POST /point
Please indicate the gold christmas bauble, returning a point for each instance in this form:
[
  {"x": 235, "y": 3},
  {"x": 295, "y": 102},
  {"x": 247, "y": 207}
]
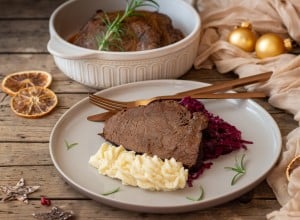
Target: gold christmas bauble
[
  {"x": 270, "y": 45},
  {"x": 243, "y": 37}
]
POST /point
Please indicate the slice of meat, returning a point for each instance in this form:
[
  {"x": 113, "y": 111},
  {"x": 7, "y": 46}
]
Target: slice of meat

________

Copy out each line exactly, without the pictures.

■ FINISHED TASK
POST /point
Please indicate the gold christmas bauble, returning a point for each instance in this form:
[
  {"x": 235, "y": 3},
  {"x": 295, "y": 102},
  {"x": 247, "y": 207}
]
Target: gold christmas bauble
[
  {"x": 270, "y": 45},
  {"x": 243, "y": 37}
]
POST /point
Please indicate the slice of meat, returning a point for each instance in this form:
[
  {"x": 113, "y": 111},
  {"x": 7, "y": 46}
]
Target: slice of meat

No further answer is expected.